Work order
Filter the entries for lines with the word "wire".

Record excerpts

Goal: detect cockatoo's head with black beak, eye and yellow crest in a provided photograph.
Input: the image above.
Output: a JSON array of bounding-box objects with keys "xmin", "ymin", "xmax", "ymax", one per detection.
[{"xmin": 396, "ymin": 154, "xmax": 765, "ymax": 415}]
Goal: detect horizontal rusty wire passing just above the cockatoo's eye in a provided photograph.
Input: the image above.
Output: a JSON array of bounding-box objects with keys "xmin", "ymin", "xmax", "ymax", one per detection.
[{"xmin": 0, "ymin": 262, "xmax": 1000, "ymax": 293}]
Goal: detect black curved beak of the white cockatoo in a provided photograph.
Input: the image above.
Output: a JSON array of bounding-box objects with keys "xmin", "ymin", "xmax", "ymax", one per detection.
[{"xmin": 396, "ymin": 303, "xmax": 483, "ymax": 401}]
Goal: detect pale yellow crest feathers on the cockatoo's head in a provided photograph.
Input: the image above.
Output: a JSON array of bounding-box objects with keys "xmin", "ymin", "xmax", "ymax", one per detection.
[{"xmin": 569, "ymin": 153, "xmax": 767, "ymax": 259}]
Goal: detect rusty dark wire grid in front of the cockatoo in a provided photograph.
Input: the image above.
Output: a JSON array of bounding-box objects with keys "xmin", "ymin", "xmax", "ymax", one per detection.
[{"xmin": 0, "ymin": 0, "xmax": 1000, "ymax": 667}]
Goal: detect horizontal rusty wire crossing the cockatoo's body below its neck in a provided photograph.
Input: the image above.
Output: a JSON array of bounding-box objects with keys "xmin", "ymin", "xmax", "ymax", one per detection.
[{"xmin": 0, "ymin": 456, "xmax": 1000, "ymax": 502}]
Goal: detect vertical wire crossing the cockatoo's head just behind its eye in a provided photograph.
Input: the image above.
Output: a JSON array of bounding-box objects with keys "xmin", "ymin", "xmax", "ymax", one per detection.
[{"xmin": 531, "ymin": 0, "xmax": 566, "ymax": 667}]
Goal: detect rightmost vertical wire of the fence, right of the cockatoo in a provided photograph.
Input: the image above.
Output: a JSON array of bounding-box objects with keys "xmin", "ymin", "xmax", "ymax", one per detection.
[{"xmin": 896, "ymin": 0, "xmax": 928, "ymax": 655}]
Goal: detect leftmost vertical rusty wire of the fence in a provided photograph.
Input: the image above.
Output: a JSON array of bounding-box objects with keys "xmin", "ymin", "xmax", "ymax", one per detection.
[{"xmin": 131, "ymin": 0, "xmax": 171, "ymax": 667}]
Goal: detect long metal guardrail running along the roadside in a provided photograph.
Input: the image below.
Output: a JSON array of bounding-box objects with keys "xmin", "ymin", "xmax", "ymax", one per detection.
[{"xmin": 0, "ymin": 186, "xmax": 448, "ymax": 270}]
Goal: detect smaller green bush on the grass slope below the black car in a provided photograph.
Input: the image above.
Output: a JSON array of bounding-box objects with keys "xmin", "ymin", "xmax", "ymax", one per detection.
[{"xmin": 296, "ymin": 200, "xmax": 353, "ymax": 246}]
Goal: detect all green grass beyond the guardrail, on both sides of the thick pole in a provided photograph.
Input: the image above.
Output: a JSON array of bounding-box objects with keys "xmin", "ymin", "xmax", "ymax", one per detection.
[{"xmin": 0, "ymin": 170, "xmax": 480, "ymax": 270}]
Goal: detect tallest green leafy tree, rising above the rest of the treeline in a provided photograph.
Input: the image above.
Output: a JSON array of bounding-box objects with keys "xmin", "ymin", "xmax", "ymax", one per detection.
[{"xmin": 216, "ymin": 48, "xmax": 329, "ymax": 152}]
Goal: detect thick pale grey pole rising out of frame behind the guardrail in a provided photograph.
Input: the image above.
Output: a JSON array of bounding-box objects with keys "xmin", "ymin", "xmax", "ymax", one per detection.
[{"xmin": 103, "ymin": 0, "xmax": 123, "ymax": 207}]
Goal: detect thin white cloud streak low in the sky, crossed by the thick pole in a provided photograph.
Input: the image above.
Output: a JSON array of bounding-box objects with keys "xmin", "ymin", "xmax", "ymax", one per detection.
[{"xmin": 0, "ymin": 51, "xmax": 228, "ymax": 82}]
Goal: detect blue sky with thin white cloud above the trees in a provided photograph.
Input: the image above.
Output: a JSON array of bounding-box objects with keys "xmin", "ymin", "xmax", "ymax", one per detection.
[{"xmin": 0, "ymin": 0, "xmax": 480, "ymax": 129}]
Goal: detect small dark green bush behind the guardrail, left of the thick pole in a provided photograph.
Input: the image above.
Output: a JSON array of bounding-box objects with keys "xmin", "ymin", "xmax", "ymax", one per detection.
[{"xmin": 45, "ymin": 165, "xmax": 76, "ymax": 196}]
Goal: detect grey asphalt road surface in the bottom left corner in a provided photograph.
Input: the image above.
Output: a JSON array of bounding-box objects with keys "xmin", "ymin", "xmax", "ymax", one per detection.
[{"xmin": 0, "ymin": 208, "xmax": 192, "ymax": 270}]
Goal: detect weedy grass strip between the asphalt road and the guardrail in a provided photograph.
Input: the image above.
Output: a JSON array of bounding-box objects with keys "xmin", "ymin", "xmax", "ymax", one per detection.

Answer for this exercise
Goal: detect horizontal rusty wire passing just above the cockatoo's eye in a provided photograph.
Goal: detect rusty dark wire grid in front of the cockatoo in a provided photograph.
Goal: detect horizontal rusty wire crossing the cockatoo's body below its neck in a provided photograph.
Goal: detect vertical wire crossing the cockatoo's head just behind its eye in a provided photograph.
Goal: detect rightmost vertical wire of the fence, right of the cockatoo in a provided photograph.
Goal: detect leftmost vertical rusty wire of the fence in a provided photograph.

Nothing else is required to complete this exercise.